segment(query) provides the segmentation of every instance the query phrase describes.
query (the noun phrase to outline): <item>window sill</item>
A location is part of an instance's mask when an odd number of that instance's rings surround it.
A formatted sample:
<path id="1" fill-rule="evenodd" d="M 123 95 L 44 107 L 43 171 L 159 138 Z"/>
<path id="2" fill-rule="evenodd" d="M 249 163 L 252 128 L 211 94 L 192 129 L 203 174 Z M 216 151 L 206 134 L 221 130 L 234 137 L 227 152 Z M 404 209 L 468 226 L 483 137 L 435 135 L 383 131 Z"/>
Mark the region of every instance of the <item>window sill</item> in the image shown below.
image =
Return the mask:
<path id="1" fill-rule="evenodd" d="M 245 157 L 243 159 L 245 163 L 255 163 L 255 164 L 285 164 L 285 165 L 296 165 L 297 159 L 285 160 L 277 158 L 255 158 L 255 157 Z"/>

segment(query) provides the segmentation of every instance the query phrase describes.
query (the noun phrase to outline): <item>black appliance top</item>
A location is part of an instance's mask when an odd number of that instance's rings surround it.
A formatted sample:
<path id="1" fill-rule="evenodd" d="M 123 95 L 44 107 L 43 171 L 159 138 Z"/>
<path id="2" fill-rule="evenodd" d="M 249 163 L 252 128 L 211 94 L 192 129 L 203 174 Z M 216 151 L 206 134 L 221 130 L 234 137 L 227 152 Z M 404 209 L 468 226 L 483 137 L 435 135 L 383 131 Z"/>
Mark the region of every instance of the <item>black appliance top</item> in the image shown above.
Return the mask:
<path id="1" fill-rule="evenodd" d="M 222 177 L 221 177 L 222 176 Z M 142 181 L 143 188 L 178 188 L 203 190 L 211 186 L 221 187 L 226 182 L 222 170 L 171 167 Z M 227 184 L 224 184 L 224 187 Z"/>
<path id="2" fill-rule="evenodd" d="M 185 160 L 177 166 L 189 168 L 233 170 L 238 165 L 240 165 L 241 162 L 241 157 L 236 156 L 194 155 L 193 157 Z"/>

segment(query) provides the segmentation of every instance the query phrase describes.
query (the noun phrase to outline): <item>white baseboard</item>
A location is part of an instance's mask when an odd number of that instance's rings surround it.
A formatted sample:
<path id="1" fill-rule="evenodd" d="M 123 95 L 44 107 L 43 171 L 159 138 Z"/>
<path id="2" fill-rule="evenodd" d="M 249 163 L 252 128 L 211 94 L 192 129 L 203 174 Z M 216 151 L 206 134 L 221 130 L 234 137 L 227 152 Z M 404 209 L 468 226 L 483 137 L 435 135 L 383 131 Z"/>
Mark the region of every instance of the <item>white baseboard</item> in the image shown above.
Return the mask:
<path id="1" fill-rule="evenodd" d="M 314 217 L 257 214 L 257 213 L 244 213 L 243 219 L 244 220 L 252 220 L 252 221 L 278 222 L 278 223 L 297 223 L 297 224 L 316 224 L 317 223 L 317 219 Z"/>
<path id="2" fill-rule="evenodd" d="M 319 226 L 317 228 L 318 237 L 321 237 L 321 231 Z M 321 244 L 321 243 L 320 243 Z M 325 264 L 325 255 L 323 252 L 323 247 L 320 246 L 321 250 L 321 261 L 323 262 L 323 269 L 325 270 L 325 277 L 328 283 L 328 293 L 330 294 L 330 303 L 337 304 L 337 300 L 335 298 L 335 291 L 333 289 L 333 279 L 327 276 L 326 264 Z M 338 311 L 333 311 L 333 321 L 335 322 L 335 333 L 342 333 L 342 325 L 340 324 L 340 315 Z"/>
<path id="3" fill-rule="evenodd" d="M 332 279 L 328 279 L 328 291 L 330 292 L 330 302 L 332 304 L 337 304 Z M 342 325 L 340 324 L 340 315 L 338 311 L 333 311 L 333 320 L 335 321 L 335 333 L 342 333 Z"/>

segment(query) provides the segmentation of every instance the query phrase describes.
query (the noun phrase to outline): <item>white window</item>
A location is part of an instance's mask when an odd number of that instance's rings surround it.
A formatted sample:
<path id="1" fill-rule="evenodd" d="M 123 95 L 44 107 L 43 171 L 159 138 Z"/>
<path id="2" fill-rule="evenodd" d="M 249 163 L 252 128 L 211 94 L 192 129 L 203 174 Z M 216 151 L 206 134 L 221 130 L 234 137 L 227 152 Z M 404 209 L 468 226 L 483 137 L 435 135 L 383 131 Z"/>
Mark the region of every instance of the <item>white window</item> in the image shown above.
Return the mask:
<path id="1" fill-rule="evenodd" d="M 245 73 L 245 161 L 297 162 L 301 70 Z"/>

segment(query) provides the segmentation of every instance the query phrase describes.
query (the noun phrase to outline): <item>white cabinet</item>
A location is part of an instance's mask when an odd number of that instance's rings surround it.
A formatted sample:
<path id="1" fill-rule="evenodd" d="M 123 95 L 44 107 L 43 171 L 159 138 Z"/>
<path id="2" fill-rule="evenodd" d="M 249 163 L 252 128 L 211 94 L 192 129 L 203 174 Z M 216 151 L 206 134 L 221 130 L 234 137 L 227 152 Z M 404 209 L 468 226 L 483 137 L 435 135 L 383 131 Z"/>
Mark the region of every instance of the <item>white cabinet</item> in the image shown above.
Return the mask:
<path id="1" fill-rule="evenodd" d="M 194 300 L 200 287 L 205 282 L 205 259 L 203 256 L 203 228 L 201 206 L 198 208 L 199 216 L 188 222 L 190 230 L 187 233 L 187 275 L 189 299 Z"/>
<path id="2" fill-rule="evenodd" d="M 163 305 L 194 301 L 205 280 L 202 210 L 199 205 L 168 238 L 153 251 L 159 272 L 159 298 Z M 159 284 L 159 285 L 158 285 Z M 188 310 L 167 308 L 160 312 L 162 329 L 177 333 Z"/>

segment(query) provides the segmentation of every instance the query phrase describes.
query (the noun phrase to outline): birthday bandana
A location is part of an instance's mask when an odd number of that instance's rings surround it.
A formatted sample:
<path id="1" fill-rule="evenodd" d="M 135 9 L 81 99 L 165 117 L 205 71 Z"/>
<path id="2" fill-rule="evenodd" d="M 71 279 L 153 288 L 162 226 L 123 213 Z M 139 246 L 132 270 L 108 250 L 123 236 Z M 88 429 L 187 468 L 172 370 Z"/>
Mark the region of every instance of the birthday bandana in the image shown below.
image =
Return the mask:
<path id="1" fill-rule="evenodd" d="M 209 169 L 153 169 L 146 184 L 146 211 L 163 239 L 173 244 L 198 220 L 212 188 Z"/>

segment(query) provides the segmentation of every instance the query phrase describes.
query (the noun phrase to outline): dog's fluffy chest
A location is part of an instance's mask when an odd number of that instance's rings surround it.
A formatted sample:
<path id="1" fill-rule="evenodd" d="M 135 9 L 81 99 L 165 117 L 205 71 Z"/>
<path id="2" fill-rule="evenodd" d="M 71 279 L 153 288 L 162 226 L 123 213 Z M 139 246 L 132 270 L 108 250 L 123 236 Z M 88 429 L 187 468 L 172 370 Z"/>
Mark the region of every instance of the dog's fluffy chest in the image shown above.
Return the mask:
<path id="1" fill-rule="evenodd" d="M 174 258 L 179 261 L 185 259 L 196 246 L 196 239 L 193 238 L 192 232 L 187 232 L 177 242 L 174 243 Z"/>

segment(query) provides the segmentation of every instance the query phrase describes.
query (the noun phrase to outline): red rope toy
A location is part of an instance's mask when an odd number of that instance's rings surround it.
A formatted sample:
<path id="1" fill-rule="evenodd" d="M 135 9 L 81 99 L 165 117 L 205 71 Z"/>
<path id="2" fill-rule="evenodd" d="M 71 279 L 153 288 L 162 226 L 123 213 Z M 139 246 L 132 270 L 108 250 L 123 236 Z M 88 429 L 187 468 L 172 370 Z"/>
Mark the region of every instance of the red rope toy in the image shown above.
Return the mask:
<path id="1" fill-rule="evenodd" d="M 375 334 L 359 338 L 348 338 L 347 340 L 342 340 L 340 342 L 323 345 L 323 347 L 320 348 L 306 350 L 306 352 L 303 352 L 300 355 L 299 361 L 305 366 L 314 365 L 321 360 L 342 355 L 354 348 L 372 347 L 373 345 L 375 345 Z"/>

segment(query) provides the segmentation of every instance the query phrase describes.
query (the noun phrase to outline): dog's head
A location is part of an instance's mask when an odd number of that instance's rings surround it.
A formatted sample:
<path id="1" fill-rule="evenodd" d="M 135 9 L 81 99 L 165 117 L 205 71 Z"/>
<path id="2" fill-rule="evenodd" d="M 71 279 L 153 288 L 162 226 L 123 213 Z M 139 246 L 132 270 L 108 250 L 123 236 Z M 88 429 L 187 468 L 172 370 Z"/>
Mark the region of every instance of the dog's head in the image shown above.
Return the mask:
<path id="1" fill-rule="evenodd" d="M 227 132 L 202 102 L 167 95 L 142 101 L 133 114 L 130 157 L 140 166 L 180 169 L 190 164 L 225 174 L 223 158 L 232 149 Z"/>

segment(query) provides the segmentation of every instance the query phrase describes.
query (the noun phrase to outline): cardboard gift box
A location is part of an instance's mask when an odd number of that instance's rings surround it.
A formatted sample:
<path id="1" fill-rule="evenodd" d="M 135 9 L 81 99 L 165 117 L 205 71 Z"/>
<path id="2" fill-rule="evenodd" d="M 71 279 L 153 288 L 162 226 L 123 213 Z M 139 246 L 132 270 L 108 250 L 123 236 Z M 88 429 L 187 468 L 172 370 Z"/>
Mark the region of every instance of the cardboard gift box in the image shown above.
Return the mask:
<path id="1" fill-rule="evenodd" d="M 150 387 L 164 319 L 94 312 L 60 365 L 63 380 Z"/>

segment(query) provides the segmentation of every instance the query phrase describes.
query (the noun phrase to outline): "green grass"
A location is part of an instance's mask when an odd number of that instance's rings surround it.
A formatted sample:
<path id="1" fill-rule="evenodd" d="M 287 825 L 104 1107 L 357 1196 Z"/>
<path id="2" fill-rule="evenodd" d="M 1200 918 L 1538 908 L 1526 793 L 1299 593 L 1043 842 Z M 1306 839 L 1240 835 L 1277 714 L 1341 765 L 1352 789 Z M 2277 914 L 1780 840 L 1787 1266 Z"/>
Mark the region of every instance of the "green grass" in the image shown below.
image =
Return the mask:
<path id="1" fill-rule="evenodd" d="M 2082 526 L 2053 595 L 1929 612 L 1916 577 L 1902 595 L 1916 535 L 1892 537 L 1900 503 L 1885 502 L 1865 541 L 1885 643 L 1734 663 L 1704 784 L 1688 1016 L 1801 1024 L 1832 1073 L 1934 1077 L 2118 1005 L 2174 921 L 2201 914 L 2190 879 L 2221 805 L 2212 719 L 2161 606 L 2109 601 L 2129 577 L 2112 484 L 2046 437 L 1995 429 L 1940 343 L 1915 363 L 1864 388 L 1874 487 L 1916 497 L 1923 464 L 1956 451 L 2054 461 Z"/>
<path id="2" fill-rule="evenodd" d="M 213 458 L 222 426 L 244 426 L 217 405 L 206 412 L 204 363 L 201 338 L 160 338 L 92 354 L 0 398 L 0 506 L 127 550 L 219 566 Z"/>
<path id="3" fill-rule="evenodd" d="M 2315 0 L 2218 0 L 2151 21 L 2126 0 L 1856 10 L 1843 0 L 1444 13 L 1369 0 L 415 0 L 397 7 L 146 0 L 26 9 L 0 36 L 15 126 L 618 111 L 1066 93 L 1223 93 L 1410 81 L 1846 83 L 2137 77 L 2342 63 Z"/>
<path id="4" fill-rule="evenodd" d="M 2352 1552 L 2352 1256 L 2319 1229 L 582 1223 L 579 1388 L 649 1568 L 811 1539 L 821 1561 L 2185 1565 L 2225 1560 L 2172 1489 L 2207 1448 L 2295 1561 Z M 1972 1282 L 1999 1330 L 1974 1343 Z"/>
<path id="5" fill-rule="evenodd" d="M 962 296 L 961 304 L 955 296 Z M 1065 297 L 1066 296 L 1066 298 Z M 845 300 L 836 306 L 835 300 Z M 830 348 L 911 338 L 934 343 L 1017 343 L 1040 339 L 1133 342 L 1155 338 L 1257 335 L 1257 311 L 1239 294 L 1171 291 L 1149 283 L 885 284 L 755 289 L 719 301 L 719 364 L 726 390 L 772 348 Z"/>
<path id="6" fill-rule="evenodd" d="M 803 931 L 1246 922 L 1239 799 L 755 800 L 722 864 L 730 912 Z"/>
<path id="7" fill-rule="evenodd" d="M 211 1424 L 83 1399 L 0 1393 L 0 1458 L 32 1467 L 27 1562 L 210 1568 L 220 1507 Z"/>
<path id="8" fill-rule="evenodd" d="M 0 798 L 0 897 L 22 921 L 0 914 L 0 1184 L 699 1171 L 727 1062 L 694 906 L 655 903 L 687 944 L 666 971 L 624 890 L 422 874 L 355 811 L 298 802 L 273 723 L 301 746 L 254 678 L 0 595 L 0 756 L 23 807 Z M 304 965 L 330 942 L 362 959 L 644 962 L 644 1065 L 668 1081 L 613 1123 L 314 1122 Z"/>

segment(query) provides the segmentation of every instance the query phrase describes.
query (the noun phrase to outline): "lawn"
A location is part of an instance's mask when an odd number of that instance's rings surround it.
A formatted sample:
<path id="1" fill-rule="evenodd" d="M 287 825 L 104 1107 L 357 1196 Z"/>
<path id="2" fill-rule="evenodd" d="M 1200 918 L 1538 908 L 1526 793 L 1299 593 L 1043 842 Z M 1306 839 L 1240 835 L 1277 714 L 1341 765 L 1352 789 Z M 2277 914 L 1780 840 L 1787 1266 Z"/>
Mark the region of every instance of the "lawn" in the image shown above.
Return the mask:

▬▬▬▬▬▬▬▬▬▬

WHAT IS REQUIRED |
Within the records above, each line containing "appliance" is to be returned.

ANSWER TO THIS TASK |
query (the noun phrase to outline): <item>black appliance top</item>
Mark the region of every instance of the <item>black appliance top</item> in the image shown above.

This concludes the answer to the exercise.